=== Section Start ===
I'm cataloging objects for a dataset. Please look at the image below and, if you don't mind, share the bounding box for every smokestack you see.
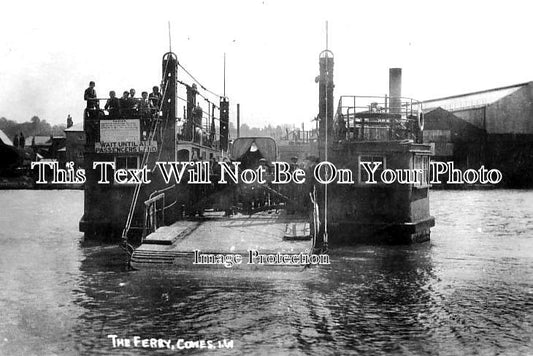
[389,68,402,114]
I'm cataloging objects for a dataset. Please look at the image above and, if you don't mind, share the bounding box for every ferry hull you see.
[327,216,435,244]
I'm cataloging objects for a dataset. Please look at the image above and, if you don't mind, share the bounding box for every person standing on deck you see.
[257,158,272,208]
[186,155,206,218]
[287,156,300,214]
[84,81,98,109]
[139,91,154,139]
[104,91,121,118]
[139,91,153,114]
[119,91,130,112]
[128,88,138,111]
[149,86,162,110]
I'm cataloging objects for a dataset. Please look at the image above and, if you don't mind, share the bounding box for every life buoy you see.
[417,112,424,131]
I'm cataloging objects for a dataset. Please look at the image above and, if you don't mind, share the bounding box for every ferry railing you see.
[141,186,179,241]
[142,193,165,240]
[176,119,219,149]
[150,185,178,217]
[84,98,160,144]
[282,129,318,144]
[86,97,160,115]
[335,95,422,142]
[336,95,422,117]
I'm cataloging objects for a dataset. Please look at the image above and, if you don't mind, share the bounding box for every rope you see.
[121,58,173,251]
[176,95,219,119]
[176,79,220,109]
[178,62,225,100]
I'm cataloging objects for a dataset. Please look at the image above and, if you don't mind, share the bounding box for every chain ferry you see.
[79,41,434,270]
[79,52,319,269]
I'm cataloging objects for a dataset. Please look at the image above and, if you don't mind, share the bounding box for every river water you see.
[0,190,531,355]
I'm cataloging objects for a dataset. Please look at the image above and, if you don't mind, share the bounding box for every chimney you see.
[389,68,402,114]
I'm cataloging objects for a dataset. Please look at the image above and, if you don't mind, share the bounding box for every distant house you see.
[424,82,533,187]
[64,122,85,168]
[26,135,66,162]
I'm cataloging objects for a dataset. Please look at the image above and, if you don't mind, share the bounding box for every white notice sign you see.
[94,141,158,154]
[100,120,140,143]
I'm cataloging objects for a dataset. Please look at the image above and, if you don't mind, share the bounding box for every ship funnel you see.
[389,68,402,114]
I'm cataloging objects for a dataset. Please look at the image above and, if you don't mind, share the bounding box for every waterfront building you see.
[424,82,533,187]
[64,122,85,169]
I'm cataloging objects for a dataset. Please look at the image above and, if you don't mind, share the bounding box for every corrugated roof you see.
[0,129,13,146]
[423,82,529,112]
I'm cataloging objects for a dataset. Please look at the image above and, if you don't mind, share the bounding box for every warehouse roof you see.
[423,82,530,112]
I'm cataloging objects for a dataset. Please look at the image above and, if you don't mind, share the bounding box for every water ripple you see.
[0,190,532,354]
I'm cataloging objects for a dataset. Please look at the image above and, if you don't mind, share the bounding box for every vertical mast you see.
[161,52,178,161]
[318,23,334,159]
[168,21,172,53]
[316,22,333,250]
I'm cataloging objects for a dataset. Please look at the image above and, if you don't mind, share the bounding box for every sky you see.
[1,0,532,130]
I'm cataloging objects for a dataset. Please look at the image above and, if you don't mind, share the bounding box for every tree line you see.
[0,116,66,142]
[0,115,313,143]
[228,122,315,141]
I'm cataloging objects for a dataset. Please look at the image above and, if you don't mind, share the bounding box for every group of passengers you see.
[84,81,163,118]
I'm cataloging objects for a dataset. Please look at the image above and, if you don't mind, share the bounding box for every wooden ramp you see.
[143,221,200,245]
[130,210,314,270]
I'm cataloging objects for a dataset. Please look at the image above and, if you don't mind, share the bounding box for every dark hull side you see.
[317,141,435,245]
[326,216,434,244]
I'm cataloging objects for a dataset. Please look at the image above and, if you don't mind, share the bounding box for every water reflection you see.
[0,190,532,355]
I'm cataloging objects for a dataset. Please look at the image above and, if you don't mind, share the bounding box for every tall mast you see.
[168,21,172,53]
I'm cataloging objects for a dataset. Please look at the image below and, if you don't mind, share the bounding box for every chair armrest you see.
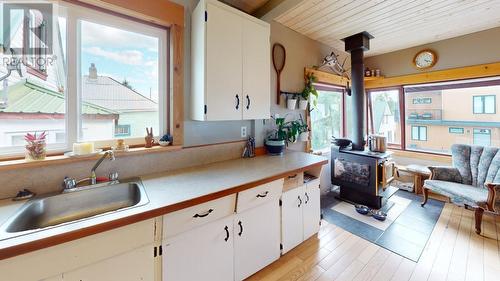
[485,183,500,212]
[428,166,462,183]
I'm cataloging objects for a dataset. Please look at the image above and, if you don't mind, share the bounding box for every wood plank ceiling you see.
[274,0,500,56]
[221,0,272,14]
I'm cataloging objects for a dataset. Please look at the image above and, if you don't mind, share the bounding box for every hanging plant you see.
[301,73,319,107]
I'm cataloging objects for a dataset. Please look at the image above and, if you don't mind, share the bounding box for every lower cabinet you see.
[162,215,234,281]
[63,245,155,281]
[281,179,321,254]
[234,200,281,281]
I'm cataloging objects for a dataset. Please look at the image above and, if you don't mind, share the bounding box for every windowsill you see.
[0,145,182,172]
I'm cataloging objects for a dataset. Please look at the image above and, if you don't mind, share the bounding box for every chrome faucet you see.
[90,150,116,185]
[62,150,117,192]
=== Section End ===
◆ PROBLEM DETAILS ◆
All that is needed is an exact copy of the entries above, minus the pictures.

◆ EXERCISE SOLUTION ◆
I'm cataloging objects for a dataset. Please look at the image below and, if you don't mind, share the bounding box for every smokestack you see.
[389,68,402,114]
I'm cataloging objects for a dataset. Please look at the image above and, if you don't mind, share the bounding box for every ferry hull you see.
[327,216,435,244]
I'm cataloging objects for a dataset. Please look at the image above and, if you don't mind, share the bounding box for every person standing on deck you see.
[257,158,272,208]
[186,155,206,218]
[287,156,300,214]
[84,81,98,109]
[139,91,154,139]
[104,91,121,118]
[139,91,153,114]
[119,91,130,112]
[128,88,138,111]
[149,86,162,110]
I'm cataloging objects for a dataset. Please look at the image above and, if you don't mind, share the bounding box for every life buoy you see.
[417,112,424,131]
I'm cataloging objects for a dataset. Please look at the image above and, if you don't mind, share the bounding box for every ferry railing you see.
[141,186,179,241]
[142,193,165,240]
[176,119,219,149]
[150,185,178,217]
[84,98,160,144]
[282,129,318,144]
[86,97,160,115]
[335,95,422,142]
[336,95,422,117]
I'm cataloging objects for a dataset. Please look at the image above and, if you don't mind, share the bounding box for every rope you see.
[121,58,173,251]
[176,95,219,119]
[176,79,220,109]
[178,62,225,100]
I'm cataloging objects for a dataset. Please look at the image above and, if you don't mind, share the bounding box for every chain ferry you see.
[79,41,434,270]
[79,52,319,269]
I'm cataloging objects for a dataset. Please look at the image above and, if you don't mind, share the bounding box for every river water you see.
[0,190,531,355]
I'm cataloging objects for a dataset. Please look at the image above and, if you don't mind, share the bounding box for every chimney you see.
[389,68,402,114]
I'm cataloging objects for a dataset. Please look at the image above and, if you don't mind, share the bounding box for every distant house you see.
[424,82,533,187]
[64,122,85,168]
[26,135,66,162]
I'm cataloging objects for a dataset. Please look at the image above and, if you don't mind, share the bounding box for every white notice sign you see.
[94,141,158,154]
[100,120,140,143]
I'm cataloging objects for a dataset. Please look at the image above and, if you don't mind, share the bounding box for every ship funnel you see.
[389,68,402,114]
I'm cataloging objects for a dataset. Please look at the image above and, if you don't mind, share the bounding box for every waterfront building you see.
[424,82,533,187]
[64,122,85,169]
I'm cataloging objects for a dataset. Please look at the image above and, if you don't mind, share the bounding box for every corrugated roof you see.
[0,129,13,146]
[423,82,529,112]
I'm cataloging objects for a dataset. Please look at the image above and, if you don't mind, share the bounding box for every warehouse roof you see.
[423,82,530,112]
I'm cataloging objects for a dataset. Please look at the image above and, if you don't mind, share the bounding box for every water ripple you see.
[0,190,532,354]
I'm cataloging objects for a dataset. Please look at the image above and, if you don't mind, share the bounding box for every vertical mast you see.
[161,52,178,161]
[318,23,334,159]
[168,21,172,53]
[316,22,333,250]
I'm cataloging objects for a dataset. Please look at the image above and, if you don't mind, share the bounding box for every sky you see.
[1,0,532,130]
I'm cataloging objects for a dataset. Please look at the image above and, if you don't mind, share the bounding box for every tree line you see.
[0,116,66,142]
[0,115,313,143]
[228,122,315,141]
I'm cataloging objects for a dataset. Please look at the image above and, if you don't mind, share the bounding box for every group of passengers you see.
[84,81,163,118]
I'm cataloging objects for a dataset. Please look at the image above and, if you don't mind, share the bounding box for every wooden ramp you see.
[143,221,200,245]
[130,210,314,270]
I'm cataloging objects for a dataset. Please look at the image above and, if you don't mind, share the bounding box for every dark hull side you see.
[317,141,435,245]
[326,216,434,244]
I'm cataloging objects for a dataset. Please look at the image above and, if you don't mind, share the bounding box for every water reflection you see.
[0,190,532,355]
I'm cataloging objects for a dataset. Please look at the image above and, if you don't mind, share the bounding box for every tall mast you see.
[168,21,172,53]
I'm cataloging objects for a dataset. Please look at the image below and, if you don't mind, share the bounding box for every chair armrest you see.
[485,183,500,212]
[428,166,462,183]
I'm cataloging objects for a dataset. Please look at the image above and, if you don't mind, share the bounding box for every wood plank ceiling you see.
[274,0,500,56]
[221,0,272,14]
I'm cataloging objects for a dataset. Please look at the image above and, if you don't mind, share the bounding box for every hanging plant you see.
[301,73,319,107]
I'm cataloging objects for a dataset. Please look at the image above and, if you don't mind, share the bounding box for every lower cabinet you see.
[162,215,234,281]
[63,245,155,281]
[281,179,321,254]
[234,200,281,281]
I'm cataloging objects for a dataset. Please look at the image above and, if you don't mind, share the bounding box for every windowsill you see.
[0,145,182,172]
I'm cataloging objects for a dataset. Please look at the image above and, if you don't mind, share the bounding box for every chrome faucet you see.
[90,150,116,185]
[62,150,117,192]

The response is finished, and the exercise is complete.